Consignes
Rassemblez toutes les lignes du listing ci-dessous qui contiennent la chaîne « metal ». La casse est significative.

(Entrées extraites d'une collection)
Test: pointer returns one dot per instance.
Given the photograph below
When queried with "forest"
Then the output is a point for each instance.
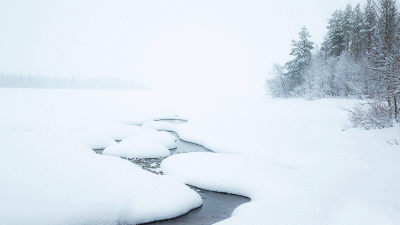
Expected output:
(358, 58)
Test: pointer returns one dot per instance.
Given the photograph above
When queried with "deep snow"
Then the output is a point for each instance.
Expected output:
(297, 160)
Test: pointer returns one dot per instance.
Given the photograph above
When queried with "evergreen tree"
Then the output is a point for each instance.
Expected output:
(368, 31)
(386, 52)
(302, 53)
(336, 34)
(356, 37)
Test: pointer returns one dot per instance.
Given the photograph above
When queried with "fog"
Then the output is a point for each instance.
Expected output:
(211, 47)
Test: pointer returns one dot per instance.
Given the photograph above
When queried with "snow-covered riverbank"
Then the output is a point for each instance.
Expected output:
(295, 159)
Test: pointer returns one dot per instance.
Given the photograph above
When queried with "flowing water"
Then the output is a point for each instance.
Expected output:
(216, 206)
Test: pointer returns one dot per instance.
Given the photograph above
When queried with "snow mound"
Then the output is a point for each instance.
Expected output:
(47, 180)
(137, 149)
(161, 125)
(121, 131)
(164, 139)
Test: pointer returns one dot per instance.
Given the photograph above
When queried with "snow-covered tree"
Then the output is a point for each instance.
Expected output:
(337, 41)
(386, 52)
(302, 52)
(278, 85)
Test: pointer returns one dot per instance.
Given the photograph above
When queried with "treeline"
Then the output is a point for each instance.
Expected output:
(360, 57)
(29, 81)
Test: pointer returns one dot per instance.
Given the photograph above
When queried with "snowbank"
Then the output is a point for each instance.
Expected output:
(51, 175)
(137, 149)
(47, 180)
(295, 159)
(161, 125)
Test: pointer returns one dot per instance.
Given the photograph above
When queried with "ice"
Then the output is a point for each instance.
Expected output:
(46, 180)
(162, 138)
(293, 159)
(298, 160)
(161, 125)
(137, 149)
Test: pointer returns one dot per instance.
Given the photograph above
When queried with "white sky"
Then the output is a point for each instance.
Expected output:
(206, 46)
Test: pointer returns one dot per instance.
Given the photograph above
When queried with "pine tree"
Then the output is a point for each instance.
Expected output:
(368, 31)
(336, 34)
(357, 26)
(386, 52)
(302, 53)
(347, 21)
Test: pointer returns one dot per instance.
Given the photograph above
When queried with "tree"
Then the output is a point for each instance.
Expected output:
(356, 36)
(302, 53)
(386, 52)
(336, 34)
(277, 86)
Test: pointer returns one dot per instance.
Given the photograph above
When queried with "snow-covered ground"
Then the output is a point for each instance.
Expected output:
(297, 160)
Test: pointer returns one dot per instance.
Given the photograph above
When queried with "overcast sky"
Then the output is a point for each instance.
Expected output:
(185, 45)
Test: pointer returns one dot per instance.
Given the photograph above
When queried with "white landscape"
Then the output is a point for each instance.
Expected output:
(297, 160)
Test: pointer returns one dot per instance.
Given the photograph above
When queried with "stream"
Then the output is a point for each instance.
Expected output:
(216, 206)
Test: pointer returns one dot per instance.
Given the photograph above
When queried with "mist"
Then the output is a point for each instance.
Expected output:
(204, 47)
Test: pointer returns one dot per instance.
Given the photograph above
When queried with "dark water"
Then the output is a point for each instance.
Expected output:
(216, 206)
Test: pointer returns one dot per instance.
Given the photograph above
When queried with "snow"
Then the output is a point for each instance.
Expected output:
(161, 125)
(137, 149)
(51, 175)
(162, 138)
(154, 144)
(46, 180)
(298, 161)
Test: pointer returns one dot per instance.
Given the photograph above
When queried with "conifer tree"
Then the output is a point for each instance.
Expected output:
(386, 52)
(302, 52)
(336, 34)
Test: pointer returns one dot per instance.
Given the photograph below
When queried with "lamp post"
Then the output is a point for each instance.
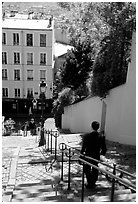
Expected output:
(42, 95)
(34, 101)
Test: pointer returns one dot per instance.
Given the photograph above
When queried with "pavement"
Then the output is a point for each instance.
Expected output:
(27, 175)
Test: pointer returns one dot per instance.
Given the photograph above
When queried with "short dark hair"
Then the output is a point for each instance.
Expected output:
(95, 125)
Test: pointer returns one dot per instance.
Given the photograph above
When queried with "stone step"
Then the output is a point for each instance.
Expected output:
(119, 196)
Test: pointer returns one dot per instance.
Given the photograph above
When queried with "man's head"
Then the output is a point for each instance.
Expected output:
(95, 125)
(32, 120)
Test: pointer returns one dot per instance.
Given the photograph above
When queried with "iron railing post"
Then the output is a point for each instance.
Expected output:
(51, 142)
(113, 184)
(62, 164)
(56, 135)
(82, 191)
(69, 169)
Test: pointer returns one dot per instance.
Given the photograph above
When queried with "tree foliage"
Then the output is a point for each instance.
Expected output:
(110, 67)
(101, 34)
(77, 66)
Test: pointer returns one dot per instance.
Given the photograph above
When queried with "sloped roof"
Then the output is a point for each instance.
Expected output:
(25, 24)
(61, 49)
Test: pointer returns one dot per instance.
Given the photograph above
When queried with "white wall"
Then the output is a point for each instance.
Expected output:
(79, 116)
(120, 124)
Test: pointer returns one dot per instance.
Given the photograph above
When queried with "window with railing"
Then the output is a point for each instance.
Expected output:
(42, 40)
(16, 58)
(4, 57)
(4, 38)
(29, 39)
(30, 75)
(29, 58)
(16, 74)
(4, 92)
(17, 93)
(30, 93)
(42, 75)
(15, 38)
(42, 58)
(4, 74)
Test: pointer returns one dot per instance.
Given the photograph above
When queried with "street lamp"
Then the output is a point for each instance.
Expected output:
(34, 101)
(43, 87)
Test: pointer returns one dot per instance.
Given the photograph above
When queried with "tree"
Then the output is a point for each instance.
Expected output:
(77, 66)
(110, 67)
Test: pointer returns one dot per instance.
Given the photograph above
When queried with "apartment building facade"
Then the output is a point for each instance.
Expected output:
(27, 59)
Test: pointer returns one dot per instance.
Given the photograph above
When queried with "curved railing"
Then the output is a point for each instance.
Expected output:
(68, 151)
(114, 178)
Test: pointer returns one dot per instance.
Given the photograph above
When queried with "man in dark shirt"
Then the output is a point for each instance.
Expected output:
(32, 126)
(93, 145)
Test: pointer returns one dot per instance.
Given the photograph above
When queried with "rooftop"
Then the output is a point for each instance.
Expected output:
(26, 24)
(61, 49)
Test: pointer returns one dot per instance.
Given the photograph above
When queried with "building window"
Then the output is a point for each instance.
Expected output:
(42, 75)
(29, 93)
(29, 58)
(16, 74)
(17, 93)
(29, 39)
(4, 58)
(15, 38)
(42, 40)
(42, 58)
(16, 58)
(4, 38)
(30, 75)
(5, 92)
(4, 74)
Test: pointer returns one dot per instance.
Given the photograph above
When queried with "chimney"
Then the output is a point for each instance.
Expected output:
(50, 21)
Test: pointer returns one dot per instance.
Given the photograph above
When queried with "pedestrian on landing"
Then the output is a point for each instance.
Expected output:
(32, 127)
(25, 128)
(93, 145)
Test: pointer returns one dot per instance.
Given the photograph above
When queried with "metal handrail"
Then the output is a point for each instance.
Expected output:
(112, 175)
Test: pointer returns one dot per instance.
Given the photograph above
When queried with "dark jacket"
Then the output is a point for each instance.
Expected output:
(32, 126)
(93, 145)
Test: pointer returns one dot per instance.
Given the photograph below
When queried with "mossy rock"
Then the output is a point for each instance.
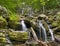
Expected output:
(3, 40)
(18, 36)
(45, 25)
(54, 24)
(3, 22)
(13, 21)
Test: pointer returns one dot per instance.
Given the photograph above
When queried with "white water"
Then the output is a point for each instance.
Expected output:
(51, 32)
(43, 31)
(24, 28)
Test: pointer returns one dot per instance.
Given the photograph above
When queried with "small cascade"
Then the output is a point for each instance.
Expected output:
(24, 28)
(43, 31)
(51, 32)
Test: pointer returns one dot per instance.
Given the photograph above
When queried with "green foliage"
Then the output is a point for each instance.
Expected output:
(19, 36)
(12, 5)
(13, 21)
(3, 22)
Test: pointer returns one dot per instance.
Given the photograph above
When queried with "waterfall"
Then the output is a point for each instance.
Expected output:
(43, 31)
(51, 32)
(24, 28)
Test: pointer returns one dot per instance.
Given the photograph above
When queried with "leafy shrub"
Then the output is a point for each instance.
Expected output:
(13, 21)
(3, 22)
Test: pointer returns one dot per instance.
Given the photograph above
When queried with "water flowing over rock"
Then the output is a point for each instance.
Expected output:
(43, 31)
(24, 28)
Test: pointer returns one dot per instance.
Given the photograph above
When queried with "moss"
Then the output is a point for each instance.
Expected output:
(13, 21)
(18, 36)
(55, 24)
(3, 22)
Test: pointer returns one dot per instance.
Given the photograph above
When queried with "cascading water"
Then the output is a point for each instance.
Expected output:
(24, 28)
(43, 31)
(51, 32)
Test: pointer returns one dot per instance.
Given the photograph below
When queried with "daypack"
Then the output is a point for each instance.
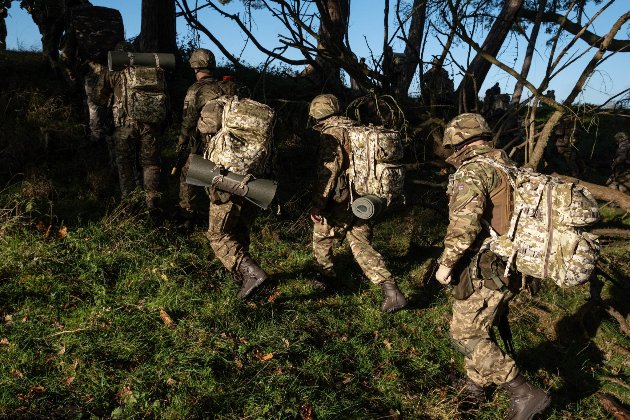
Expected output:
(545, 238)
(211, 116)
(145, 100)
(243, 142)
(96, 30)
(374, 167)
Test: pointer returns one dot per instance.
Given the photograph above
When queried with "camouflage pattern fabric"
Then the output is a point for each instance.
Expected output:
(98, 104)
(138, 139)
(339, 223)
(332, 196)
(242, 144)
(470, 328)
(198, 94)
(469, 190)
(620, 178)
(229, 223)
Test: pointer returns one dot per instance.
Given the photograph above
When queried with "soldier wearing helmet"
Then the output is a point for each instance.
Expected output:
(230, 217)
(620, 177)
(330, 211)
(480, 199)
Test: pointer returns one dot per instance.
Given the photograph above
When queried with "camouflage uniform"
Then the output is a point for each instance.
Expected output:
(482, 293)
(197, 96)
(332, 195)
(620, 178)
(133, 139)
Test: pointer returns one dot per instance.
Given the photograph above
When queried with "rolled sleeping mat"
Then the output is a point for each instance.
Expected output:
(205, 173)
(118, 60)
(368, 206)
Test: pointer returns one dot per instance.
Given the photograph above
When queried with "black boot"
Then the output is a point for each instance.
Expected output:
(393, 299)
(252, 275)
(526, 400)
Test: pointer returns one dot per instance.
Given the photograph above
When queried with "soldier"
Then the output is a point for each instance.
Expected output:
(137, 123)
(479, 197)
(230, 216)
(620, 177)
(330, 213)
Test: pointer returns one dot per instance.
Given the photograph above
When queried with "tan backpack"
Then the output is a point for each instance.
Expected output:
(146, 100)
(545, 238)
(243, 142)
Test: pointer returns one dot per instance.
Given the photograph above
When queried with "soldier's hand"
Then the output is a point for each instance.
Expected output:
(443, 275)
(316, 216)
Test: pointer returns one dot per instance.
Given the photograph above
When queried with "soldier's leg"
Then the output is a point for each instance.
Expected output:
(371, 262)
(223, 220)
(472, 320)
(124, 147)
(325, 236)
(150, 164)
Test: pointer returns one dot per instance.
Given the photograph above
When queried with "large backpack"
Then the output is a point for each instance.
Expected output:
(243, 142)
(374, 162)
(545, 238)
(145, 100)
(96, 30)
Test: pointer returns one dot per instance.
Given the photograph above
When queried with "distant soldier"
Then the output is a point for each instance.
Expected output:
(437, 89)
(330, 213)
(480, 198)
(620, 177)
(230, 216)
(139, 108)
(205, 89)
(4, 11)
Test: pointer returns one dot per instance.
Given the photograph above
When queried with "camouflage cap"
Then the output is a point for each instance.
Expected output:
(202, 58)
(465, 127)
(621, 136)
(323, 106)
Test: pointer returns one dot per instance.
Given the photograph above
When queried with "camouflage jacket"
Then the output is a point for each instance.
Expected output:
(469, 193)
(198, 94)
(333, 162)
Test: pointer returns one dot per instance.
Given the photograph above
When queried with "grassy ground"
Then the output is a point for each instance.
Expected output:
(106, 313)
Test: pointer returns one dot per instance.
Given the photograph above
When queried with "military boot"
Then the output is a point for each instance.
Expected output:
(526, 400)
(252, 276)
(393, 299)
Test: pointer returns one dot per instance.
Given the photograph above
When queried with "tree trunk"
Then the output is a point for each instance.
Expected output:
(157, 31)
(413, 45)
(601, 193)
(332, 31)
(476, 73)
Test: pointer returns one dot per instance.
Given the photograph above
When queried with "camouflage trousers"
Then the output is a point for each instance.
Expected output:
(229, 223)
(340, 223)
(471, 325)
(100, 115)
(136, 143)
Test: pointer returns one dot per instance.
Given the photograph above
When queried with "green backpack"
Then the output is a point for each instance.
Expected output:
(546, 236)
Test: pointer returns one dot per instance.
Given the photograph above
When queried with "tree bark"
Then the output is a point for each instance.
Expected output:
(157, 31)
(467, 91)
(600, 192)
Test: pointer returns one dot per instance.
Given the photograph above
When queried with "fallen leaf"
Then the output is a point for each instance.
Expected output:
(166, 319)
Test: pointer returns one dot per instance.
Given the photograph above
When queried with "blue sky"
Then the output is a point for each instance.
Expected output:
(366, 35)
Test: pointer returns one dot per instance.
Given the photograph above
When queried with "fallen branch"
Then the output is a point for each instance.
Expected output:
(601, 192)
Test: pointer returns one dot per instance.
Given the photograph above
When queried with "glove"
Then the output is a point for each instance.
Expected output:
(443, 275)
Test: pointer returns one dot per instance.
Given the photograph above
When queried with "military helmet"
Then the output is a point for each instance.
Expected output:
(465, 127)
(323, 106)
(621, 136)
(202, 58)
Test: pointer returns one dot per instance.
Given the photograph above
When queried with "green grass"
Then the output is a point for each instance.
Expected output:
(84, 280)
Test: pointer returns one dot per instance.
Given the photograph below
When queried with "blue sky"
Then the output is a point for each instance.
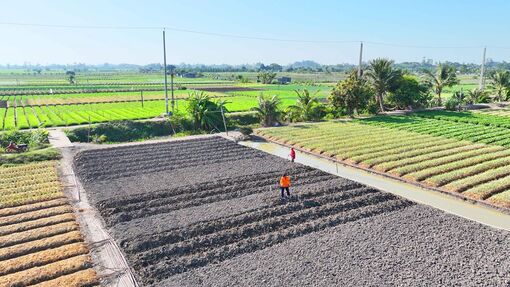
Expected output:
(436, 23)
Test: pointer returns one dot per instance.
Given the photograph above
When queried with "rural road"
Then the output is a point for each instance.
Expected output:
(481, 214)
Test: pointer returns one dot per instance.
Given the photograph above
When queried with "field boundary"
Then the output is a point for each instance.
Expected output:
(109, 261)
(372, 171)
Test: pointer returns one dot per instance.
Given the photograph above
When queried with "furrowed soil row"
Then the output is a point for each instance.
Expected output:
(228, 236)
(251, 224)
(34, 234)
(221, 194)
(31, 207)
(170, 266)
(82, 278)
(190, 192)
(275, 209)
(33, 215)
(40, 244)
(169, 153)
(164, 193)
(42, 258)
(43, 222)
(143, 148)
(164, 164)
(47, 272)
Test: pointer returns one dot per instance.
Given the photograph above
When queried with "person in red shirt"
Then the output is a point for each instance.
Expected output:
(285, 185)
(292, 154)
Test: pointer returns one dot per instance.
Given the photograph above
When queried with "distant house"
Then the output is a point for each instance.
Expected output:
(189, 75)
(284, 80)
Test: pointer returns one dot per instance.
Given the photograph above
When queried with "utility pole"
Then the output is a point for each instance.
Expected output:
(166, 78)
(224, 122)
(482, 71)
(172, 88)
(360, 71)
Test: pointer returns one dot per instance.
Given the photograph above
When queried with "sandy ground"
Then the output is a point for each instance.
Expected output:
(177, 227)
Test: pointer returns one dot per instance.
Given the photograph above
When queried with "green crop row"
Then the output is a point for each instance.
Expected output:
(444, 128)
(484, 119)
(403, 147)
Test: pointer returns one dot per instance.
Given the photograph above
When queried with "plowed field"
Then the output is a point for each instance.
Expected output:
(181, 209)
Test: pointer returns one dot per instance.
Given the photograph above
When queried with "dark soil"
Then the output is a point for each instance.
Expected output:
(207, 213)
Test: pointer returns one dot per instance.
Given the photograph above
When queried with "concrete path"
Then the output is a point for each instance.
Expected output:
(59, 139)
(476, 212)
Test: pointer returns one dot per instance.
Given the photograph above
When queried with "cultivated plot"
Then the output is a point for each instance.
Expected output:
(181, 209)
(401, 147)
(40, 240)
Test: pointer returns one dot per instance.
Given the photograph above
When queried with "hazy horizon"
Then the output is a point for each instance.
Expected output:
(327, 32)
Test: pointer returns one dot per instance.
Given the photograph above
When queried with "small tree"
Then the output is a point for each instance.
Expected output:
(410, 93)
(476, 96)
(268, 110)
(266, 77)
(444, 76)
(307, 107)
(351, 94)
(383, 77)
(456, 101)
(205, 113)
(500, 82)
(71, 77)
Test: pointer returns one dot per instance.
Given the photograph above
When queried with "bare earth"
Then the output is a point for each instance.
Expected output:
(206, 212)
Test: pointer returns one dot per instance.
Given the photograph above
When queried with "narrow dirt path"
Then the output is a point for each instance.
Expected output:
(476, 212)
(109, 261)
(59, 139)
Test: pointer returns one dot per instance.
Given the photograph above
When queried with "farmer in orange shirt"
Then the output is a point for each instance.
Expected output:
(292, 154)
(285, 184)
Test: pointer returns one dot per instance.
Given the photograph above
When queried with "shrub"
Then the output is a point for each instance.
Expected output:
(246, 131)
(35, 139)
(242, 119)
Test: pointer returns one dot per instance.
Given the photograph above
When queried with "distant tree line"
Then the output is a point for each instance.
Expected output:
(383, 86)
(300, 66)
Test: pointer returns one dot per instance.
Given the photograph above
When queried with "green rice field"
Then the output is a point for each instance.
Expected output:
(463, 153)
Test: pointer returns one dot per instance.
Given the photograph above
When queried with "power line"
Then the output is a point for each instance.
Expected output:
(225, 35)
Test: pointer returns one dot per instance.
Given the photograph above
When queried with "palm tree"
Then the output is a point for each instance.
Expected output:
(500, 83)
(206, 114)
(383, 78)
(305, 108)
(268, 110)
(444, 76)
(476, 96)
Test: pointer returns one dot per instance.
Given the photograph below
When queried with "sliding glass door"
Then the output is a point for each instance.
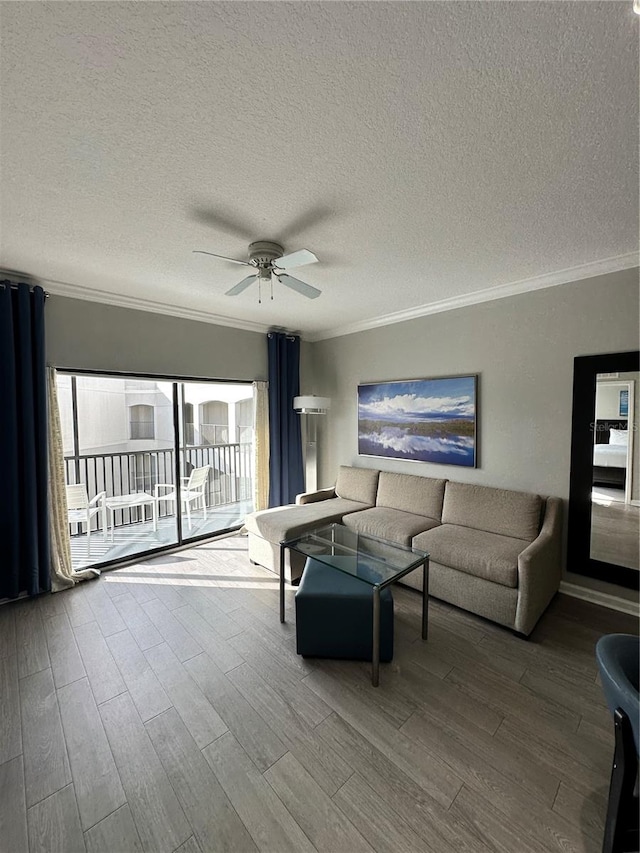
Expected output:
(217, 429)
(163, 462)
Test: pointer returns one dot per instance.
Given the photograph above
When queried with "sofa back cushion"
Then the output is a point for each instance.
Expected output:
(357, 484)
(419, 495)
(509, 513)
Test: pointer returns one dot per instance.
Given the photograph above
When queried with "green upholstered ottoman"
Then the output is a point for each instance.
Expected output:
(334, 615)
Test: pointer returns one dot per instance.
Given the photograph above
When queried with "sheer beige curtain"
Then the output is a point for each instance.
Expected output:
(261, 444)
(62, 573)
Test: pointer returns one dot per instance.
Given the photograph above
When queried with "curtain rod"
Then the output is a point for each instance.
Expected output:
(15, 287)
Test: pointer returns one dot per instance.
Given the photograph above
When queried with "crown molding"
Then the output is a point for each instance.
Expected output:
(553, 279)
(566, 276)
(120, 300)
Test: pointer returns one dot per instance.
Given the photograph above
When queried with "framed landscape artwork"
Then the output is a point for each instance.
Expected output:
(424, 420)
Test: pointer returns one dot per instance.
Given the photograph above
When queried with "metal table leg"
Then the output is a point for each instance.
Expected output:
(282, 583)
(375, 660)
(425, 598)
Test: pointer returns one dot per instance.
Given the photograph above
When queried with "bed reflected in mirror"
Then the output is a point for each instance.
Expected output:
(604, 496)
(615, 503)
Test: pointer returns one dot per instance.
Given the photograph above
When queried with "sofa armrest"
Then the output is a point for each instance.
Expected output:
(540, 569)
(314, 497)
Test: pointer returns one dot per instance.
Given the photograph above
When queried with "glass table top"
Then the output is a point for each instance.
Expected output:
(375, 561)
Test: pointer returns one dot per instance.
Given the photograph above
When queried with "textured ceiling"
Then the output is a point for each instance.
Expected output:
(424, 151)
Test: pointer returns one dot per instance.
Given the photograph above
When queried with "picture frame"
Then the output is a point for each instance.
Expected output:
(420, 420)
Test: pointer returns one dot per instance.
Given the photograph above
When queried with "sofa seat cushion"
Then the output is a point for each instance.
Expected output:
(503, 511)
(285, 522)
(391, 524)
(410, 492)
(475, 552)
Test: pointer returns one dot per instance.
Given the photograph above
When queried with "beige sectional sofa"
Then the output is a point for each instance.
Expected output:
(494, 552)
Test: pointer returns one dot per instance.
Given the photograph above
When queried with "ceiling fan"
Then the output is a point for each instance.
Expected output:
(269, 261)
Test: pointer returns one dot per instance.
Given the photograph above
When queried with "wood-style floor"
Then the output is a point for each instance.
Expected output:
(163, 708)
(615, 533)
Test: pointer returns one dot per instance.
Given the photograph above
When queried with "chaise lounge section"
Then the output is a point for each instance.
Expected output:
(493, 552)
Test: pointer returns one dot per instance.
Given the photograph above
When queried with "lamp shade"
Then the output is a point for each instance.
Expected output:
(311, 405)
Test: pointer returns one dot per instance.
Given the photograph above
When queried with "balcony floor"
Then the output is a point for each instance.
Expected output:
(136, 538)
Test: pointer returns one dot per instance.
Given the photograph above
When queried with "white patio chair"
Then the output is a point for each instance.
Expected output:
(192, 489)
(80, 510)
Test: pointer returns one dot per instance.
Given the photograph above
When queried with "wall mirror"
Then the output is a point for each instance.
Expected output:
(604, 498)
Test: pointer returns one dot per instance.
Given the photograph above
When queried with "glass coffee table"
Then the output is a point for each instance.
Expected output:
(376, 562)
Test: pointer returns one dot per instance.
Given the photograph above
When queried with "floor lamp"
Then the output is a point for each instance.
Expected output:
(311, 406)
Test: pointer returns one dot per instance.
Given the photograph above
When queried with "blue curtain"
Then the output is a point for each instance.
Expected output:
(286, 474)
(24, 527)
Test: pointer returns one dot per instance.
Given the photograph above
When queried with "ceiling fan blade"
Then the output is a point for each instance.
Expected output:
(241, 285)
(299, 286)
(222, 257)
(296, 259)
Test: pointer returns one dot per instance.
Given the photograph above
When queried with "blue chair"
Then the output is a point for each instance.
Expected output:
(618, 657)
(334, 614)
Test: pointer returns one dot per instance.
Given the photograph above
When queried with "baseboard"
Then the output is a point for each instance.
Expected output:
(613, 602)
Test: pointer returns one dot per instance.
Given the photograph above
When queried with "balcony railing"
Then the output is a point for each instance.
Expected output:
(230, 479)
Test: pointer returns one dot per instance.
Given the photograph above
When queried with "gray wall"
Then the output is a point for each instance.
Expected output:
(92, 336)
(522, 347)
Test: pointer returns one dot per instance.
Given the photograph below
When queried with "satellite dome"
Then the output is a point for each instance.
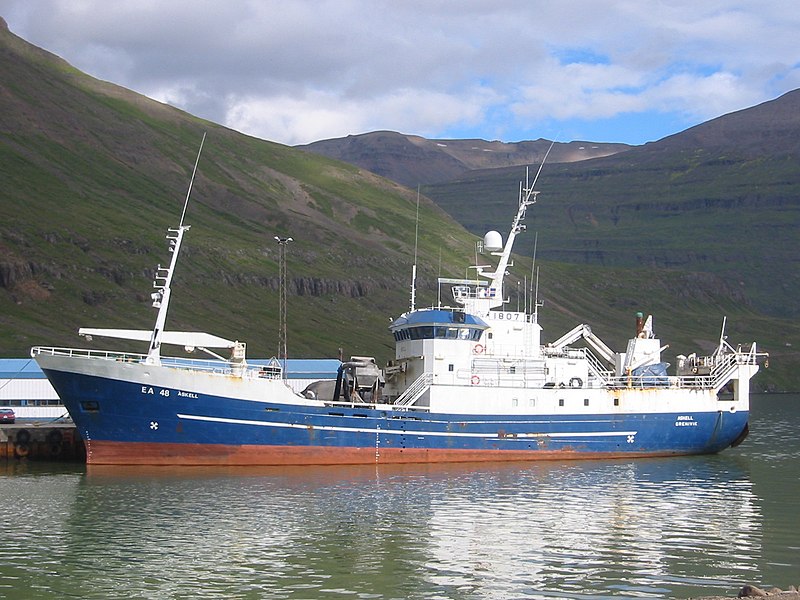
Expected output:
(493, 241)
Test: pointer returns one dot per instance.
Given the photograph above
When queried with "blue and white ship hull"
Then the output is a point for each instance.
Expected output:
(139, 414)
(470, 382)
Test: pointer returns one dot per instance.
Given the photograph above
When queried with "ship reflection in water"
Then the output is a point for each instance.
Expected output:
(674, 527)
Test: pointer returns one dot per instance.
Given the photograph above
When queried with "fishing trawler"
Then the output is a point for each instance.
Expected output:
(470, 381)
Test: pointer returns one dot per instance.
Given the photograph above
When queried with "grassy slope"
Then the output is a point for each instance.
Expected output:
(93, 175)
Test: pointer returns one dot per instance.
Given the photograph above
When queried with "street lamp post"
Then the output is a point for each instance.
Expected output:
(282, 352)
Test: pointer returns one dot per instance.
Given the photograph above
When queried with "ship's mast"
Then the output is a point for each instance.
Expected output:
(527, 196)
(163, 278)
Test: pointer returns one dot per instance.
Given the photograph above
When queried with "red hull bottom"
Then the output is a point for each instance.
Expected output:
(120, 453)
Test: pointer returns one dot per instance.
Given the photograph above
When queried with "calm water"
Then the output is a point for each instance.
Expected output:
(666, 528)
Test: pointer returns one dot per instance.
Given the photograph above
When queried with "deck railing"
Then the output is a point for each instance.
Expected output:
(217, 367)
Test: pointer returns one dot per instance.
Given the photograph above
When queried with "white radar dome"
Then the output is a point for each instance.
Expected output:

Résultat obtenu
When queried with "metal handrail"
When queried with "metal table leg"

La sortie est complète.